*Task instructions*
Set down the full line segment midpoint text below, word for word.

One endpoint of a line segment has coordinates represented by (x+4,1/2y). The midpoint of the line segment is (3,−2).

lesya692 [45]

Answer:

$(-x+2, -\frac{1}{2}y-4})$

Step-by-step explanation:

We know that one of the endpoints of the line segment is (x+4, 1/2y)

The midpoint of the line segment is (3, -2).

And we want to find the other coordinates in terms of x and y.

Coordinate annotation entries:

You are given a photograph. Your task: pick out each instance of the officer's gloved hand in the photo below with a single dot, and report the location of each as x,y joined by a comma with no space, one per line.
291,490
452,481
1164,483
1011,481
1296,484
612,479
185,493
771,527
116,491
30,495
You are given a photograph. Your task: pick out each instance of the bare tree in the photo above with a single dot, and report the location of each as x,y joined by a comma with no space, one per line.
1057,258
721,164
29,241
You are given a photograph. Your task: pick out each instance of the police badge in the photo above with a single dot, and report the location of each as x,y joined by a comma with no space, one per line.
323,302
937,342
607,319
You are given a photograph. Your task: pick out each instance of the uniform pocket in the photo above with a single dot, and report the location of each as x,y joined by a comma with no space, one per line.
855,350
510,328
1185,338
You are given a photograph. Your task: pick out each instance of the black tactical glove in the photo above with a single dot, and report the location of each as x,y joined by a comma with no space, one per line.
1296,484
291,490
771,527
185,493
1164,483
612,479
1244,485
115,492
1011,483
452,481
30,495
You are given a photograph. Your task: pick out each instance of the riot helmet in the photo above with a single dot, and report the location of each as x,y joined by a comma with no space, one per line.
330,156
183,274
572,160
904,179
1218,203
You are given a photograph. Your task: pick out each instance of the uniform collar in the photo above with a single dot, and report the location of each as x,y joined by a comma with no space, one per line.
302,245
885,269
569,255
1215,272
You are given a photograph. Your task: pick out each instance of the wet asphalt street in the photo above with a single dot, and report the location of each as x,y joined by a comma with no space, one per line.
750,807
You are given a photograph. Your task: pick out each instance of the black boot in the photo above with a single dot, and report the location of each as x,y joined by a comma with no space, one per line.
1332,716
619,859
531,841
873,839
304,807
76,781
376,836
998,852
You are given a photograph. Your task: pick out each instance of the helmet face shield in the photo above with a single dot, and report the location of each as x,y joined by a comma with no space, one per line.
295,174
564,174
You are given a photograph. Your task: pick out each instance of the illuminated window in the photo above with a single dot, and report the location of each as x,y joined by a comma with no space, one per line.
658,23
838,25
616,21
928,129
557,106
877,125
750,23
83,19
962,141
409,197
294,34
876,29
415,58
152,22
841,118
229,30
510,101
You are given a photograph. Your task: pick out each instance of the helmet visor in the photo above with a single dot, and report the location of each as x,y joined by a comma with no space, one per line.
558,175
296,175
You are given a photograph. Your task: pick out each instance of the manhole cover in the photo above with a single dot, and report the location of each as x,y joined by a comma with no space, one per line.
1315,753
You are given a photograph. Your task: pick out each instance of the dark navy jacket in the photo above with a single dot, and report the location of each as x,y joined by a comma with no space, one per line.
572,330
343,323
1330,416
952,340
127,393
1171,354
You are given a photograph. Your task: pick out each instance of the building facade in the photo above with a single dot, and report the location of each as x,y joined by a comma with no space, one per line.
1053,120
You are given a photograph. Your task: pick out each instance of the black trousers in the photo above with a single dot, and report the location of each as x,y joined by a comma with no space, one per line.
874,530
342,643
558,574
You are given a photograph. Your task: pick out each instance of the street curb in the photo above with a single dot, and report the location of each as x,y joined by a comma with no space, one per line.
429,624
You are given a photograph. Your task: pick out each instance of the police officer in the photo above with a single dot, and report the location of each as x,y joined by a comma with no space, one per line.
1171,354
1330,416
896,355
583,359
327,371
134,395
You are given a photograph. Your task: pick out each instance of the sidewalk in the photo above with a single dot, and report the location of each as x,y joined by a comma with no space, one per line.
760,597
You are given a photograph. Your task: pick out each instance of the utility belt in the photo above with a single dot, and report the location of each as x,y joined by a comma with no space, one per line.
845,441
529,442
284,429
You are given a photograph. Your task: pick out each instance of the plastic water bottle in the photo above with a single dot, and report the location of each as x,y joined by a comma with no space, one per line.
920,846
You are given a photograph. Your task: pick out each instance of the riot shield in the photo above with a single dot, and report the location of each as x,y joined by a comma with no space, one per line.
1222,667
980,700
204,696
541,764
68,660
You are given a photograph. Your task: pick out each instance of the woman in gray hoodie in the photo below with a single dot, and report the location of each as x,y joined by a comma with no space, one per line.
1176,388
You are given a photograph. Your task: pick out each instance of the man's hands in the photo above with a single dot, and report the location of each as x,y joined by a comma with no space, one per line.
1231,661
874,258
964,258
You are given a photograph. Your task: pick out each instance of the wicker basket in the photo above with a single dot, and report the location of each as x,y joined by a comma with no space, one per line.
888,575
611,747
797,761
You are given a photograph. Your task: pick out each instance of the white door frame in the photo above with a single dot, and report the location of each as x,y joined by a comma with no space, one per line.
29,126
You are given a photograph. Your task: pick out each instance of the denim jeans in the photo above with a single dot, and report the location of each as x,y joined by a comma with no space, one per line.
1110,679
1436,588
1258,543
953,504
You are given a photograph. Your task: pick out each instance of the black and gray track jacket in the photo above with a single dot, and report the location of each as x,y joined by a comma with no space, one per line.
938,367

*The result*
One endpoint of a line segment has coordinates represented by (x+4,1/2y). The midpoint of the line segment is (3,−2).

lesya692 [45]

Answer:

$(-x+2, -\frac{1}{2}y-4})$

Step-by-step explanation:

We know that one of the endpoints of the line segment is (x+4, 1/2y)

The midpoint of the line segment is (3, -2).

And we want to find the other coordinates in terms of x and y.